**Task to carry out**
Repeat the lines below, substituting "marker" for every "keypoint" and keeping everything else the same.

++++ Dataset records ++++

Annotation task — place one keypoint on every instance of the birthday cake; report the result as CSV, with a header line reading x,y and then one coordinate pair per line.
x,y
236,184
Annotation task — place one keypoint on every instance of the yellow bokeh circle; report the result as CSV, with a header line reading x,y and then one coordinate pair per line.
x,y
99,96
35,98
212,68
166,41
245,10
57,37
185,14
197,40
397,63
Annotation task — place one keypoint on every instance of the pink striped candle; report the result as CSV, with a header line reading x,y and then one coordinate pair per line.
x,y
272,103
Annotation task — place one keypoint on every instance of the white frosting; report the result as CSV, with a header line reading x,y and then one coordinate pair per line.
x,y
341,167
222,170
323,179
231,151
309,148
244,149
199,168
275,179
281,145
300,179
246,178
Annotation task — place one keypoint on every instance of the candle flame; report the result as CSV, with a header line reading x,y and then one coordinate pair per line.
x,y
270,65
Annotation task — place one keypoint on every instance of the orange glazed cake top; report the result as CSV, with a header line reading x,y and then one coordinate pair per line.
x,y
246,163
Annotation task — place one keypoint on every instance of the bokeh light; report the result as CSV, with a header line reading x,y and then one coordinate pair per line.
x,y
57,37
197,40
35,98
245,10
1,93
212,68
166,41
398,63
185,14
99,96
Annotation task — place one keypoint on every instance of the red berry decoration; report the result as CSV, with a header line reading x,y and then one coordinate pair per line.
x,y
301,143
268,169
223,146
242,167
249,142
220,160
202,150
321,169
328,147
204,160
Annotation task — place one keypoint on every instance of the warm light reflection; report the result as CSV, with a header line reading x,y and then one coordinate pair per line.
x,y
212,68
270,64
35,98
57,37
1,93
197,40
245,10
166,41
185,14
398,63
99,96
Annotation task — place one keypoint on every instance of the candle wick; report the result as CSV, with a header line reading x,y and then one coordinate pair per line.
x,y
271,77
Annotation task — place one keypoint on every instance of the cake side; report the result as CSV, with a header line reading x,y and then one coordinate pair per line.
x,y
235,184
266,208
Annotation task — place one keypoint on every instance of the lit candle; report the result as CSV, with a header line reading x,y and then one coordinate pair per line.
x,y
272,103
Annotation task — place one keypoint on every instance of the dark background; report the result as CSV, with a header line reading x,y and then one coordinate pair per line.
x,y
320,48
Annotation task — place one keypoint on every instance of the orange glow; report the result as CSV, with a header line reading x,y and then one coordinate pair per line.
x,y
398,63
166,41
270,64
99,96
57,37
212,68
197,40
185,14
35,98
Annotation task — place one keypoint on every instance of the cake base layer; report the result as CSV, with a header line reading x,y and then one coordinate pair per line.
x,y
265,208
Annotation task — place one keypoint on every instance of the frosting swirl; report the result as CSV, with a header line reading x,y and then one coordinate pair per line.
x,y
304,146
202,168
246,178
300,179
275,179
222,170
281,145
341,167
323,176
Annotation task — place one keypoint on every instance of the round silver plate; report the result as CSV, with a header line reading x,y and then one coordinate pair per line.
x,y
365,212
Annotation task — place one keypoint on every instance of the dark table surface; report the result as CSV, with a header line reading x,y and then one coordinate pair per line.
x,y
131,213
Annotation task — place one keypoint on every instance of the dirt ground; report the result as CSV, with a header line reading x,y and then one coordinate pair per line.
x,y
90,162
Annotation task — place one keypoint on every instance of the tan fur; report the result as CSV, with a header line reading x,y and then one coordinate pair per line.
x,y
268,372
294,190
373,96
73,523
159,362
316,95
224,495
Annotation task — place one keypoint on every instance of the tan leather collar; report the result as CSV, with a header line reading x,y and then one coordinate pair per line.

++++

**Reply**
Annotation task — place one marker on every instance of the birthday cake; report the result as CSV, with a header line reading x,y and then one coordinate pair per line.
x,y
236,184
Annotation task — place one marker on every instance of the yellow bokeh circle; report the result as CSV, with a header line reading x,y and then one coordinate pair per line.
x,y
99,96
35,98
212,68
166,41
245,10
57,37
185,14
197,40
397,63
Annotation task — place one marker on every instance of the pink striped candle; report the result as CSV, with a header line reading x,y and then one coordinate pair per line.
x,y
272,103
Annotation task — place one marker on every instance of the white frosting; report the result as CSV, with a header line reading x,y and then one coordinate pair per line.
x,y
341,167
222,170
323,179
231,151
309,148
244,149
199,168
275,179
281,145
300,179
246,178
Annotation task — place one marker on every instance of the candle flame; report the result as CSV, with a header line reading x,y and then one coordinate pair per line.
x,y
270,65
Annotation task — place one marker on every instance of the orange glazed cake top; report the result as CSV, with a header line reading x,y and then one coordinate pair per line.
x,y
246,163
Annotation task — place one marker on every instance of the bokeh light; report the result as CSV, with a header line reading x,y and then one coordinate pair per line.
x,y
57,37
197,40
35,98
245,10
1,93
212,68
166,41
398,63
185,14
99,96
Annotation task — place one marker on every instance of the red berry decoration; report the result as CSV, with a header line reading x,y and then one coordinate pair per line.
x,y
301,143
268,169
223,146
242,167
249,142
220,160
202,150
321,169
328,147
204,160
Annotation task — place one marker on every instance of the warm light reflection; report the result as CSV, with a header line reading x,y and then one coordinate pair per line.
x,y
212,68
270,64
35,98
57,37
1,93
197,40
245,10
166,41
185,14
398,63
99,96
Annotation task — place one marker on every instance of the candle wick; report the result as CSV, with a header line reading x,y and then one coordinate pair per line.
x,y
271,77
Annotation task — place one marker on every instance of the cake side; report the result as CSV, with a header line reading x,y and then one coordinate pair per line.
x,y
235,184
266,208
Annotation task — place one marker on every instance of the lit candle; report the result as CSV, with a header line reading x,y and then one coordinate pair per line.
x,y
272,103
Annotation task — place one marker on every instance of the dark background; report the result as CSV, with a header line reading x,y and then one coordinate pair per line.
x,y
320,48
Annotation task — place one marker on every instance of the orange glow; report the result as CSV, with a header line reading x,y and then one coordinate pair per line.
x,y
398,63
166,41
270,64
99,96
57,37
212,68
197,40
185,14
35,98
Annotation task — place one marker on every instance of the cake base layer; report the result as CSV, with a header line reading x,y and then one coordinate pair per line.
x,y
265,208
Annotation task — place one marker on every instance of the frosting swirl; report the result as CSV, with a header line reading x,y and then one coordinate pair per line.
x,y
304,146
202,168
246,178
300,179
275,179
222,170
281,145
341,167
323,176
Annotation task — place one marker on every instance of the round silver plate; report the result as CSV, with a header line reading x,y and then one coordinate pair per line.
x,y
365,212
Annotation task — place one marker on every instance of the dark table surface; report the result as CSV, with a header line reading x,y and then one coordinate pair per line.
x,y
131,213
Annotation task — place one marker on every instance of the dirt ground; report the result as CSV, with a header line reading x,y and then one coordinate pair per line.
x,y
90,162
Annotation task — place one marker on every instance of the tan fur; report the result as CSV, with a header line reading x,y and then one coordinate pair per line.
x,y
268,372
294,190
373,96
73,523
159,362
316,95
224,495
Annotation task — place one marker on every instance of the tan leather collar; report the result as CSV, with a header line reading x,y and then one coordinate pair per line.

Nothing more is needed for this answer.